### [Natural-language object grounding data]
○ ○ ○ ○ ○

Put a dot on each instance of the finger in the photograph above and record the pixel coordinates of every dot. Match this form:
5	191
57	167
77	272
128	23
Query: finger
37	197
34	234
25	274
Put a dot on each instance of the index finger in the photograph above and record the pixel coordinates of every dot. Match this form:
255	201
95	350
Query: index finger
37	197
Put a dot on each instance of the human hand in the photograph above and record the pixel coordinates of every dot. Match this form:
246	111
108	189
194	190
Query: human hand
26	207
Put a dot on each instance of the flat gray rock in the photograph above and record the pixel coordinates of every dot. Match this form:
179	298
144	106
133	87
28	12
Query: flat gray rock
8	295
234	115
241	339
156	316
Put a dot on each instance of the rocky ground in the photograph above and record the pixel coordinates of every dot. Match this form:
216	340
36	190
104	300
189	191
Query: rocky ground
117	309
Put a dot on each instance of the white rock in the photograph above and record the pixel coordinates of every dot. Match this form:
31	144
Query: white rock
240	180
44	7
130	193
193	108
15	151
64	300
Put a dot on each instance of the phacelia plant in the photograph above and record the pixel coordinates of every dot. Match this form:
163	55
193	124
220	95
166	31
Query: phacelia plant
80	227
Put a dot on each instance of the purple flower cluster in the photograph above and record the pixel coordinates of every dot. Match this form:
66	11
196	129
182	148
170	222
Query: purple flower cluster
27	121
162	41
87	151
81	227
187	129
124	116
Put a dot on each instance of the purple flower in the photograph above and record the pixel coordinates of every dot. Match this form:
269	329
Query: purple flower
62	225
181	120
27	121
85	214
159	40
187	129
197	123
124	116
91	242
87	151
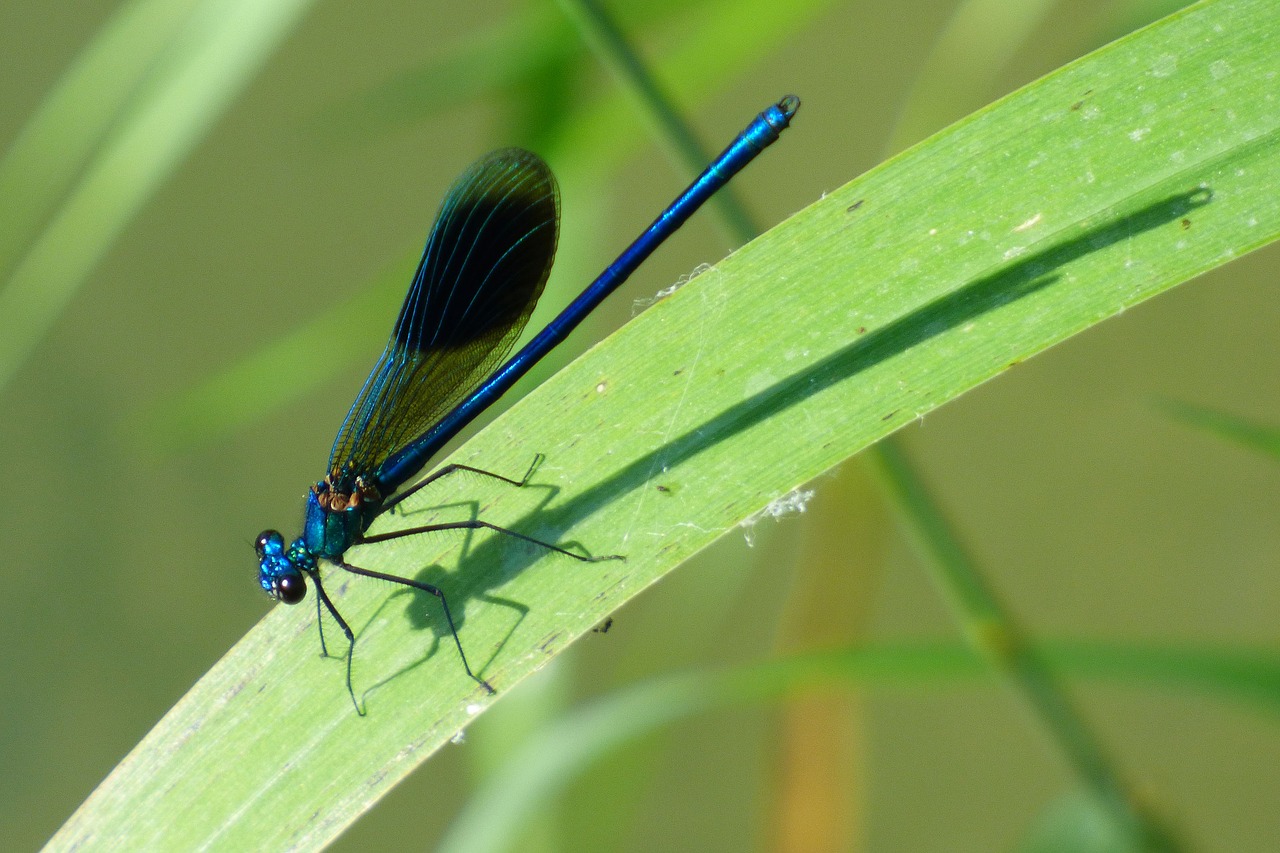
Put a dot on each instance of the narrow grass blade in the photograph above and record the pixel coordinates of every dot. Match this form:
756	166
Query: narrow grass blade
161	109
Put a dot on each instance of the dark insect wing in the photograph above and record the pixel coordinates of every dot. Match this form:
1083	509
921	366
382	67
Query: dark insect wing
481	272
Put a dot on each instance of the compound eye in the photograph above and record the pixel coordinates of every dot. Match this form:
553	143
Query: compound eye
291	588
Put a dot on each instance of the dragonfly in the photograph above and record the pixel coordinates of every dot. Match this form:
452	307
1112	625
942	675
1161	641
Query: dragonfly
483	269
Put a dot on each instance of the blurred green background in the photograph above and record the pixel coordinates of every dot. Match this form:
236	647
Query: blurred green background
128	530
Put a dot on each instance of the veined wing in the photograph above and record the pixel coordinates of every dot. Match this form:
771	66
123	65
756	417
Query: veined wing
483	269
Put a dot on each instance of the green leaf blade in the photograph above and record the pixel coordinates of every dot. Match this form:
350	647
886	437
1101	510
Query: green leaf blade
1066	203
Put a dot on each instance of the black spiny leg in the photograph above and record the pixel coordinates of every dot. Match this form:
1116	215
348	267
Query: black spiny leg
449	469
426	588
324	649
476	524
346	629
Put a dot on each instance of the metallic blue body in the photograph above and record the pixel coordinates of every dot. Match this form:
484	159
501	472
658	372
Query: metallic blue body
481	272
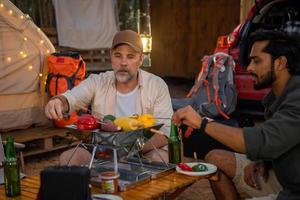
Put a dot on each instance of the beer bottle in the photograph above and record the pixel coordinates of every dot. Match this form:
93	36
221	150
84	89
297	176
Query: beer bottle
11	170
174	145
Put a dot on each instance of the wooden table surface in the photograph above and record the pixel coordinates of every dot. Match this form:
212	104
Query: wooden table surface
161	187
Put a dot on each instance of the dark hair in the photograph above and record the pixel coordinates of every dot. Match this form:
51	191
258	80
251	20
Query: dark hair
281	44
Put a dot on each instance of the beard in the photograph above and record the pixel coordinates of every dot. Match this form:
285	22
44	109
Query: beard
266	80
123	75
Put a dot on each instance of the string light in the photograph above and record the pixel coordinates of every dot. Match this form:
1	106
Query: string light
22	53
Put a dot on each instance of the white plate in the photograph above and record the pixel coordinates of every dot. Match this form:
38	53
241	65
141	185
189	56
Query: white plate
211	169
106	196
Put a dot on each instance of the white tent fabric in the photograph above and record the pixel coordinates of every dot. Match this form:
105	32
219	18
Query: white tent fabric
23	49
85	24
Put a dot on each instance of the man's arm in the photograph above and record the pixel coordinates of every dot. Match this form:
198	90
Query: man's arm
229	136
158	140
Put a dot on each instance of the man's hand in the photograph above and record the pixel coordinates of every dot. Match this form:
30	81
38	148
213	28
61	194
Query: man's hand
187	116
253	172
54	109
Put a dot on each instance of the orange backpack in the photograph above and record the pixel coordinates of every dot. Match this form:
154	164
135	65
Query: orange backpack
65	70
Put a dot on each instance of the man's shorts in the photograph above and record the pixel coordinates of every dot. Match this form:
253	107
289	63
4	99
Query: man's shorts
269	190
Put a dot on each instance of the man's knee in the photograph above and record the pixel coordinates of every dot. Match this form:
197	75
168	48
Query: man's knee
224	160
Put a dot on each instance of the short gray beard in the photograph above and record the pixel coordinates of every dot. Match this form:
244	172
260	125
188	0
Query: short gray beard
124	79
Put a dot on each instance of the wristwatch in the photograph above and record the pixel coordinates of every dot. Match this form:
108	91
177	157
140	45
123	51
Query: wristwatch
203	124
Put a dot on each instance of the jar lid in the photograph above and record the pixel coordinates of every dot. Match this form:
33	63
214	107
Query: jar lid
109	175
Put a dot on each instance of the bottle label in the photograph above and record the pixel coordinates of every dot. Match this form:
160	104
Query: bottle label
108	186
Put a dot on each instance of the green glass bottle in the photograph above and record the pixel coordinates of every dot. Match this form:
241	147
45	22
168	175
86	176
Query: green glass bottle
11	170
174	145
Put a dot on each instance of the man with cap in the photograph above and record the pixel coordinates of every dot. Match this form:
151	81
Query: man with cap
124	91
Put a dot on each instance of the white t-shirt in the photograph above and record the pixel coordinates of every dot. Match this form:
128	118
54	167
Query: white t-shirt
126	103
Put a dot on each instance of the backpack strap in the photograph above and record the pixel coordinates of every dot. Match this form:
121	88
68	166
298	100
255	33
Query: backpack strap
219	66
73	77
202	75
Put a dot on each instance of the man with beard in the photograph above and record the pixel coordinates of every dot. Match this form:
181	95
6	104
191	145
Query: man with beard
273	144
125	91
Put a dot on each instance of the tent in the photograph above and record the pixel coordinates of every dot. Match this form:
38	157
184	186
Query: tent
23	49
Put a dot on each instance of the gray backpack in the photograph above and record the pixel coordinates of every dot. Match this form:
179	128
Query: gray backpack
213	94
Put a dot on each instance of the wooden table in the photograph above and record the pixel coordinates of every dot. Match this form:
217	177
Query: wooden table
167	186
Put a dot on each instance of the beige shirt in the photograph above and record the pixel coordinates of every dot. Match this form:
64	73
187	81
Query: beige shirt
99	91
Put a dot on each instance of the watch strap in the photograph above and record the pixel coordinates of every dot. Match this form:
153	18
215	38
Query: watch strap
203	124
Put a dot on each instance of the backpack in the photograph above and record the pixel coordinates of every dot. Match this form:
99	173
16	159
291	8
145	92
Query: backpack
213	94
65	70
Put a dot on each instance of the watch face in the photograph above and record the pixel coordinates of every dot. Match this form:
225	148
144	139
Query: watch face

○ ○ ○ ○ ○

### [The task]
A precise repetition of every entry, free of pictures, is the expected answer.

### [Reply]
Put a dot on each instance of the finger in the photograph above and record the pixel coordinates of every dot. Match this form:
5	191
57	167
77	272
128	23
Query: finger
37	197
34	234
25	274
Put a dot on each instance of the index finger in the photograph above and record the pixel coordinates of every dot. Match this form:
255	201
95	350
Query: index finger
37	197
Put a dot on each instance of the human hand in the photograph above and record the pixel coordinates of every dot. Match this form:
246	111
108	189
194	190
Query: human hand
26	207
Put a dot on each instance of the flat gray rock in the photograph above and record the pixel coordinates of every dot. Match this form:
179	298
144	106
133	87
28	12
Query: flat gray rock
8	295
234	115
241	339
156	316
Put a dot on each instance of the rocky ground in the photograph above and record the pixel coordinates of every dot. Match this form:
216	340
36	190
104	300
189	191
Query: rocky ground
117	309
Put a dot on each instance of the white rock in the photograph above and record the pixel coordinates of every dot. Match this form:
31	144
Query: white rock
240	180
44	7
130	193
193	108
15	151
64	300
Put a dot on each instance of the phacelia plant in the photograph above and record the pixel coordinates of every dot. Match this form:
163	55
193	124
220	95
166	31
Query: phacelia plant
80	227
Put a dot on each instance of the purple flower cluster in the photograph above and record the pixel coordinates of every dot. Match this form:
66	11
196	129
182	148
170	222
Query: purple flower cluster
27	121
162	41
87	151
81	227
187	129
124	116
Put a dot on each instance of the purple flower in the photograph above and record the pixel coordinates of every dot. Match this form:
269	329
Query: purple flower
62	225
181	120
27	121
85	214
159	40
187	129
197	123
124	116
91	242
87	151
Put a dot on each instance of the narrow grass blade in the photograph above and record the pixel coordinates of every dot. Match this form:
756	166
Query: narrow grass blade
161	109
Put a dot on each instance of the dark insect wing in the photograph above and record the pixel coordinates of every dot. Match this form:
1083	509
921	366
382	67
Query: dark insect wing
481	272
Put a dot on each instance of the compound eye in the photograph above and record the pixel coordinates of every dot. Match this form:
553	143
Query: compound eye
291	588
Put a dot on each instance of the dragonfly in the photograph above and record the pixel coordinates of every dot. Match this form:
452	307
1112	625
942	675
1161	641
Query: dragonfly
483	269
Put a dot on each instance of the blurred green background in the photograph above and record the pixel coordinates of every dot. Match this form:
236	647
Query: blurred green background
128	530
Put a dot on each instance of the veined wing in the photograph above and record the pixel coordinates of every dot. Match this form:
771	66
123	65
756	417
Query: veined wing
483	269
Put a dot on each instance of the green leaf blade in the photograph above and record the pixel coordinates of every dot. Match this form:
350	647
886	437
1101	510
Query: green leaf blade
1066	203
Put a dot on each instance of the black spiny leg in the photograph above and record the pixel coordinates of every dot. Match this form:
1116	215
348	267
Query: black spiny leg
449	469
426	588
324	649
476	524
346	629
Put a dot on each instance of the metallic blue body in the photograph above and record the pixel coordinates of every dot. Match this form:
484	159
501	472
658	372
Query: metallic blue body
481	272
Put a dot on each instance of the beer bottle in the photograph above and record the pixel coordinates of every dot. Match this form:
93	36
221	150
84	89
297	176
Query: beer bottle
11	170
174	145
Put a dot on each instance of the wooden table surface in the photograph above and record the pixel coordinates of every dot. Match this form:
212	104
Query: wooden table surface
161	187
Put a dot on each instance of the dark hair in the photograph above and record the pixel coordinates of every dot. Match this form:
51	191
258	80
251	20
Query: dark hair
281	44
Put a dot on each instance of the beard in the photograph above and record the pixel coordinates of every dot. Match this form:
285	22
44	109
Query: beard
266	80
123	75
Put a dot on each instance of the string light in the photograph above and record the pixel coordinates of every dot. Match this form:
1	106
Query: string light
22	53
Put a dot on each instance of the white plate in the photograph above and record the pixel coordinates of every dot. Match this form:
38	53
241	65
141	185
189	56
Query: white plate
211	169
106	196
Put a dot on each instance of the white tent fabric in the photograph above and record the pixel coordinates of every dot. Match this form:
105	32
219	18
Query: white tent fabric
23	49
85	24
Put a dot on each instance of the man's arm in the photograph above and record the pixel coordinates of every dot. Match this form:
198	90
Query: man's arm
229	136
158	140
Put a dot on each instance of the man's hand in the photograph above and record the pixel coordinates of every dot. Match this form:
30	81
38	148
213	28
61	194
Query: man's hand
187	116
253	172
54	109
Put a dot on each instance of the orange backpack in the photograph above and record the pixel coordinates of every dot. Match this form:
154	164
135	65
Query: orange backpack
65	70
Put a dot on each instance of the man's shorts in the photograph above and record the pixel coordinates of every dot. Match this form:
253	107
289	63
4	99
Query: man's shorts
269	190
Put a dot on each instance of the man's knee in the photograph above and record the pixel coordinates of every dot. Match this form:
197	75
168	48
Query: man's knee
224	160
Put a dot on each instance of the short gray beard in the photograph above and record the pixel coordinates of every dot. Match this form:
244	172
260	125
188	0
Query: short gray beard
124	79
Put a dot on each instance of the wristwatch in the photograph above and record the pixel coordinates of every dot. Match this form:
108	91
177	157
140	45
123	51
Query: wristwatch
203	124
Put a dot on each instance of the jar lid in the photograph above and record the pixel coordinates of every dot. Match this form:
33	63
214	107
Query: jar lid
109	175
Put a dot on each instance of the bottle label in the photograph above and record the pixel coordinates of every dot. Match this form:
160	104
Query: bottle label
108	186
Put a dot on each instance of the green glass bottle in the photograph above and record the pixel coordinates of every dot. Match this form:
241	147
45	22
168	175
86	176
Query: green glass bottle
11	170
174	145
Put a dot on each instance of the man with cap in the photograph above and record the pixel coordinates of every dot. Match this form:
151	81
Query: man with cap
124	91
Put a dot on each instance of the white t-shirt in the photograph above and record the pixel coordinates of every dot. Match this form:
128	118
54	167
Query: white t-shirt
126	103
Put a dot on each instance of the backpack strap in the photograph above and record the pixel coordinates of every dot. Match this form:
121	88
68	166
298	100
255	33
Query: backpack strap
219	66
73	77
202	75
Put a dot on each instance of the man with beard in the photograph above and record the pixel coordinates of every dot. Match this form:
181	95
6	104
191	145
Query: man with beard
273	144
125	91
Put a dot on each instance of the tent in the photograph above and record the pixel coordinates of every dot. Match this form:
38	157
184	186
Query: tent
23	49
Put a dot on each instance of the gray backpack in the photograph above and record the pixel coordinates of every dot. Match this form:
179	128
Query: gray backpack
213	94
Put a dot on each instance of the wooden table in the photograph above and record the pixel coordinates of every dot. Match this form:
217	177
Query: wooden table
167	186
Put a dot on each instance of the beige shirt in the photograph above and record the pixel coordinates of every dot. Match this form:
64	73
187	81
Query: beige shirt
99	91
Put a dot on each instance of the watch strap in the photograph above and record the pixel coordinates of every dot. Match this form:
153	18
215	38
Query: watch strap
203	124
Put a dot on each instance of the backpack in the photograph above and record the pixel coordinates of every dot. Match this form:
99	173
16	159
291	8
145	92
Query: backpack
213	94
65	70
Put a dot on each instance of the watch face in the photograph above and record the pixel coordinates of every dot. Match this form:
225	148
144	139
Query: watch face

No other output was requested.